### Dataset rows ###
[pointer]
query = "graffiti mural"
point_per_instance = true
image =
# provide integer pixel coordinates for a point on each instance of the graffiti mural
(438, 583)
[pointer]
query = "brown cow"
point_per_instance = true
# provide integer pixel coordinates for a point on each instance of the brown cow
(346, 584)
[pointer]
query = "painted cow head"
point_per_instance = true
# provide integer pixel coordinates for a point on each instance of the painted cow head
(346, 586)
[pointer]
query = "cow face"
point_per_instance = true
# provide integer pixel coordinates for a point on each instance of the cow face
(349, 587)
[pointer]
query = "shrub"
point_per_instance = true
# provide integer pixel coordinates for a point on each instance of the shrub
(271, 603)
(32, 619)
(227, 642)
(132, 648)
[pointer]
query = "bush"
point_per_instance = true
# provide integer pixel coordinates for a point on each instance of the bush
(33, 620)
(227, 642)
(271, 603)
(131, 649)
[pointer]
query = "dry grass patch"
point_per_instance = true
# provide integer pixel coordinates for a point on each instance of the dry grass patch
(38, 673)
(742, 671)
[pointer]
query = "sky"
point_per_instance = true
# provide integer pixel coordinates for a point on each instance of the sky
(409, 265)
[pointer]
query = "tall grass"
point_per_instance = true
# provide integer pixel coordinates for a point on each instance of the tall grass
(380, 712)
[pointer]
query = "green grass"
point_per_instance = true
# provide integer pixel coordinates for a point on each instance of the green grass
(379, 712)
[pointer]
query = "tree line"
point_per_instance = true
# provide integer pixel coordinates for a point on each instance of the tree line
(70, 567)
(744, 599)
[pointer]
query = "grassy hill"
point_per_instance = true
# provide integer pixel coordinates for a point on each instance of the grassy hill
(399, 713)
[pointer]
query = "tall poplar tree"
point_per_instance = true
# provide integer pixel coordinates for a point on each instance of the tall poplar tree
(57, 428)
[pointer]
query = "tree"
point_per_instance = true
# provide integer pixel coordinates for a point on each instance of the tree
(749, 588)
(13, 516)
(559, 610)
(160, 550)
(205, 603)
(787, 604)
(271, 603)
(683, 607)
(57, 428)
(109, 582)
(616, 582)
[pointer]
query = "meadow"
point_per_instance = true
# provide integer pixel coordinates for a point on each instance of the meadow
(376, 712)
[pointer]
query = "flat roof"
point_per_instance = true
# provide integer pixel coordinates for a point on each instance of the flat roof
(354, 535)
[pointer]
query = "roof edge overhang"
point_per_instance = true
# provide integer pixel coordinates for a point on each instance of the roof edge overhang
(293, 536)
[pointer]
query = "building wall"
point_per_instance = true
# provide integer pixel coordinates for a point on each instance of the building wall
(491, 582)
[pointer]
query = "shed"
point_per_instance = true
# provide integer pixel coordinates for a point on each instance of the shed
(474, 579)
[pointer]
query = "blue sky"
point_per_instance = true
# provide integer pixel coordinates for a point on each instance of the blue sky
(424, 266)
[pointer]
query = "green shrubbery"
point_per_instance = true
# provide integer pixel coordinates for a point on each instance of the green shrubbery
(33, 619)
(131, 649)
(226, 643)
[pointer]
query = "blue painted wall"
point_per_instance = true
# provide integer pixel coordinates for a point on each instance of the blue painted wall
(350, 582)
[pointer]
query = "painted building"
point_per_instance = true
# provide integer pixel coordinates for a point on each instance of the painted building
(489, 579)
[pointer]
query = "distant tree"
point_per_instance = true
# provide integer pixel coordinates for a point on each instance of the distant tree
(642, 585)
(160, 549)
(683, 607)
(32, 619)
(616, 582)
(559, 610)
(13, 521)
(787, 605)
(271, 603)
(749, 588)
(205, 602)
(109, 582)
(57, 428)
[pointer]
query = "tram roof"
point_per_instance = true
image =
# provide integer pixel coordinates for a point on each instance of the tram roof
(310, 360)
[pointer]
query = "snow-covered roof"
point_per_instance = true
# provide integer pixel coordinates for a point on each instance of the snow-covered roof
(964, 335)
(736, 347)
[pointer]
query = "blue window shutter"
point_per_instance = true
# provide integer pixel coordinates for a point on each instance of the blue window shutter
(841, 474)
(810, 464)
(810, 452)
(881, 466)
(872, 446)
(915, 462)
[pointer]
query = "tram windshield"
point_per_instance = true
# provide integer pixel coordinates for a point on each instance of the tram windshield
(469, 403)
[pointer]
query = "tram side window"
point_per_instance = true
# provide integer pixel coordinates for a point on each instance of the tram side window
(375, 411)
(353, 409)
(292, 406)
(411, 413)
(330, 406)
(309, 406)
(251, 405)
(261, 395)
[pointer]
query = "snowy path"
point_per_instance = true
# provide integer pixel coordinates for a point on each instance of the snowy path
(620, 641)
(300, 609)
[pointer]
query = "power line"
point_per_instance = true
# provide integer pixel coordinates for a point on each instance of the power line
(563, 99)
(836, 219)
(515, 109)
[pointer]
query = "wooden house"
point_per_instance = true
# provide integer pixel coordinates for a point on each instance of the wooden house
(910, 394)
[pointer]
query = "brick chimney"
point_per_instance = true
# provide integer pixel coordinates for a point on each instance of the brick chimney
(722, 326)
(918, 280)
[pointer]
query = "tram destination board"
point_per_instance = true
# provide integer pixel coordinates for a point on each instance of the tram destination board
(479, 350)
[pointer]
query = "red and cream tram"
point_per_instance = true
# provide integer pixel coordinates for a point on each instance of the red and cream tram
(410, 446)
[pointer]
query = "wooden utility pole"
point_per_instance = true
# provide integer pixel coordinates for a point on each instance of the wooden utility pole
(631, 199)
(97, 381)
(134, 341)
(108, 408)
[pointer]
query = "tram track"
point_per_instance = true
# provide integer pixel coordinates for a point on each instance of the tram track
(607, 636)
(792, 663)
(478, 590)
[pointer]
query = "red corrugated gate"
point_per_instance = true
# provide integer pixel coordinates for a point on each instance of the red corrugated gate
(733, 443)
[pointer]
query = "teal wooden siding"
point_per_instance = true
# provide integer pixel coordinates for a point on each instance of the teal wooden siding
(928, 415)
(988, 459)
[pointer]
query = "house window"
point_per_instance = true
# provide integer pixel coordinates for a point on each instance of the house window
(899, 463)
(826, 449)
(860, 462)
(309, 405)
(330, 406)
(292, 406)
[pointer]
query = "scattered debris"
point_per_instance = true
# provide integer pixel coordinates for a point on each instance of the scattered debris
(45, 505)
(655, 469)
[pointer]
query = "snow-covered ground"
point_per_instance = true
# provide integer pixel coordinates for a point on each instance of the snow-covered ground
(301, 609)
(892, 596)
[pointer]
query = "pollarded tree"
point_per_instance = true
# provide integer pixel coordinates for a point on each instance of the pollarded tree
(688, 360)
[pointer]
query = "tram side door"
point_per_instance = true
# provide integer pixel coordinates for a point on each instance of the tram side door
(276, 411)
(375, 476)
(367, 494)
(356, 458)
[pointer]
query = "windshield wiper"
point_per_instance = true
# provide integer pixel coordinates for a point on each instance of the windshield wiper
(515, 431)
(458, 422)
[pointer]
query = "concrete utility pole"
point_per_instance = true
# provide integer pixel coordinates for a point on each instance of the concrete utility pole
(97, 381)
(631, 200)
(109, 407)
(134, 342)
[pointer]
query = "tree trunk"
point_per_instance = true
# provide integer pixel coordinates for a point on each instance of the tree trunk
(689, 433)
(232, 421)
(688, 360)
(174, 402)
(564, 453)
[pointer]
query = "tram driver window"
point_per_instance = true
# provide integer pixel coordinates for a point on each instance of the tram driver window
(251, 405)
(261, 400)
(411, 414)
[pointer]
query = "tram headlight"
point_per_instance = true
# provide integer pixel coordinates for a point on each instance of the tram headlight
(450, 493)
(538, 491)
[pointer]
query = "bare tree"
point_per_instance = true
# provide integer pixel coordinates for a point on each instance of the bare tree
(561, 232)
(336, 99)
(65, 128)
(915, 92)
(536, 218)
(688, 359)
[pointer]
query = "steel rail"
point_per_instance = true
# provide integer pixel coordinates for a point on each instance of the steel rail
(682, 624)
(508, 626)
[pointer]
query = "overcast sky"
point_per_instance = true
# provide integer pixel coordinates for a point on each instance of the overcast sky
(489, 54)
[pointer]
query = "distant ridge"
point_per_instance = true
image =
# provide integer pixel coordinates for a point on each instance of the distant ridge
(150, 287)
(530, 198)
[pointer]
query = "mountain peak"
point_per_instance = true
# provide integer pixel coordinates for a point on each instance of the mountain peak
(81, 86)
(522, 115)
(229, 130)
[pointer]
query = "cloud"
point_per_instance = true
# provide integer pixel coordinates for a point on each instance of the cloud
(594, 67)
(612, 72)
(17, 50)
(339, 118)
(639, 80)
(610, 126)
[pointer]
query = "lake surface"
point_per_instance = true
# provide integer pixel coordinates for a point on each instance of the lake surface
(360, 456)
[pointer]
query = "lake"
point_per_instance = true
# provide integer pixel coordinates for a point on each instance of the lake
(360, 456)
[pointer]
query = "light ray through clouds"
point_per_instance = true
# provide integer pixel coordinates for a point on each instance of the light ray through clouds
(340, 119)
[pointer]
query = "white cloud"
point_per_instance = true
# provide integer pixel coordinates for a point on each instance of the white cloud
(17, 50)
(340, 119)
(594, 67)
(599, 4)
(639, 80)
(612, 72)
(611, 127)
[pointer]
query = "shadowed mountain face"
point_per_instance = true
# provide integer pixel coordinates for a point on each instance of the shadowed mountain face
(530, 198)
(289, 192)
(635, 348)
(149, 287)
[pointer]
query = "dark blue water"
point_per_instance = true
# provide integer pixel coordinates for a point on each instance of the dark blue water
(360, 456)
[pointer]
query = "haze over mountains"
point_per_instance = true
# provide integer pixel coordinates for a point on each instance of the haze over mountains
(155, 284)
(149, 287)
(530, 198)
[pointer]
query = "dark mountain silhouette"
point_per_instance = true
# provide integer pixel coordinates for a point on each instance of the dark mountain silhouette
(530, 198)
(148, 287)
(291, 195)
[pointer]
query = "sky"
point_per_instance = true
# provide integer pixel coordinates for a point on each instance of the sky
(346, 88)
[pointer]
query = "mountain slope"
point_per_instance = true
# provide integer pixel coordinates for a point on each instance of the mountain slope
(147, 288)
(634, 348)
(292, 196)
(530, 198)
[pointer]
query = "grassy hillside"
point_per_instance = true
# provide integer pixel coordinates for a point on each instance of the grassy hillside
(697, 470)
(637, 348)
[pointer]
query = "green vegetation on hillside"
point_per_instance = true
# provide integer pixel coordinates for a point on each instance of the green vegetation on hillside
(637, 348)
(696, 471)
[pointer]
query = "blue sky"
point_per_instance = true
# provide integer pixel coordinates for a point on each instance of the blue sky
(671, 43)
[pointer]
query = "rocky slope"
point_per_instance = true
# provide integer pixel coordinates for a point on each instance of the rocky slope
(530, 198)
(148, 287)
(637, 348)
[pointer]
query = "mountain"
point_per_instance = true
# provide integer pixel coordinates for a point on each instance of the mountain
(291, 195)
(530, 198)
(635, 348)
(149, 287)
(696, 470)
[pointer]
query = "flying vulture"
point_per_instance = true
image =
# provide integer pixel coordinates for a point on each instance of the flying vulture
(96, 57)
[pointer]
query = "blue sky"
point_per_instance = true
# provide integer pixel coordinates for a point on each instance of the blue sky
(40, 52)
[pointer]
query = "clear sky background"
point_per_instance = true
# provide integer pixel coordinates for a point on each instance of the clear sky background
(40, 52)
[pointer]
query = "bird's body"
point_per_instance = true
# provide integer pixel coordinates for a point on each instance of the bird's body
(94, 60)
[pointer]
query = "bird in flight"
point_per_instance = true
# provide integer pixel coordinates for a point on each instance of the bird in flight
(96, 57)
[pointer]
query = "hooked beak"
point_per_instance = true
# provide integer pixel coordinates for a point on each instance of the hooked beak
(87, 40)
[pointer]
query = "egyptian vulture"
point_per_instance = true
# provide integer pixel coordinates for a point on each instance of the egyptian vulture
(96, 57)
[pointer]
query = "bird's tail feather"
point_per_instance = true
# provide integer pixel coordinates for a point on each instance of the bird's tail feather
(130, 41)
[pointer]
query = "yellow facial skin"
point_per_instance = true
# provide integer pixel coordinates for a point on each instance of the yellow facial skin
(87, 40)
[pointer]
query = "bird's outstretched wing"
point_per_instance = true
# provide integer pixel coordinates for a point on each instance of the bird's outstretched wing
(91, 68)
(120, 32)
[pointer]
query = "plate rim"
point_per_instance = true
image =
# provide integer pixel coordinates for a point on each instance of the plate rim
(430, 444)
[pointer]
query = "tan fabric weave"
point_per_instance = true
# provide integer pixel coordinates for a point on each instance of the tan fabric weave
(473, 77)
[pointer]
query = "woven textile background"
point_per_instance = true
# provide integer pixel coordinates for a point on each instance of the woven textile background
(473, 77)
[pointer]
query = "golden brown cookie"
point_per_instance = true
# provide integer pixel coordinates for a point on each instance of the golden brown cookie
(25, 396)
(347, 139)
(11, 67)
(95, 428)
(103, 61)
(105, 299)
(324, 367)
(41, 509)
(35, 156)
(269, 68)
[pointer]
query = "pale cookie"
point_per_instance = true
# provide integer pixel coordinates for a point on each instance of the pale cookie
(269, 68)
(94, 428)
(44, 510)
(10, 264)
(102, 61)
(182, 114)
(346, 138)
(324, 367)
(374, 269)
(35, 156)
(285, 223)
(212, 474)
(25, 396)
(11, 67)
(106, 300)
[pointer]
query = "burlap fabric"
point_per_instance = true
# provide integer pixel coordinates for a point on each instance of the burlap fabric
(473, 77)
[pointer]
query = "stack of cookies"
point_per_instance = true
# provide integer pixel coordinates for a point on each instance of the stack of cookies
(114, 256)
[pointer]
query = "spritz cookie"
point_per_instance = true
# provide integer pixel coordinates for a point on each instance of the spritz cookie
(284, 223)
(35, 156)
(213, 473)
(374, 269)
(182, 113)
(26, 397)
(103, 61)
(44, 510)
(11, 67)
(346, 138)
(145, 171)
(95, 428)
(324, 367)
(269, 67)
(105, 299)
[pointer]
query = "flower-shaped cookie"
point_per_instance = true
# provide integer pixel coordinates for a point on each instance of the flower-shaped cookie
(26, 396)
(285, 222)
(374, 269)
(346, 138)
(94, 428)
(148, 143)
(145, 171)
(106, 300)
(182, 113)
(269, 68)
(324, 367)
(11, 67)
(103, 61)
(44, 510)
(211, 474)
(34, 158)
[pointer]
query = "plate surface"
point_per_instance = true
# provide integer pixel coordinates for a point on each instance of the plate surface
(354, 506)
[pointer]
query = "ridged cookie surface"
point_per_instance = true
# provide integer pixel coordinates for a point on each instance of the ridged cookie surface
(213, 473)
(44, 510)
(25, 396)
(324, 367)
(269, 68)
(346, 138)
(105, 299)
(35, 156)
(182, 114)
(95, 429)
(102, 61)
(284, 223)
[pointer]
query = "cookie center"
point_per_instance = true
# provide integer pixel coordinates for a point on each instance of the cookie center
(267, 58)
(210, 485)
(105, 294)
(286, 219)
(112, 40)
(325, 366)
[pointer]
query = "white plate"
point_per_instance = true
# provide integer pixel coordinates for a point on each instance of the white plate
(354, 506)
###
**Task statement**
Count the lines in the records above that contain the word "bush". Reply with the number only.

**The response**
2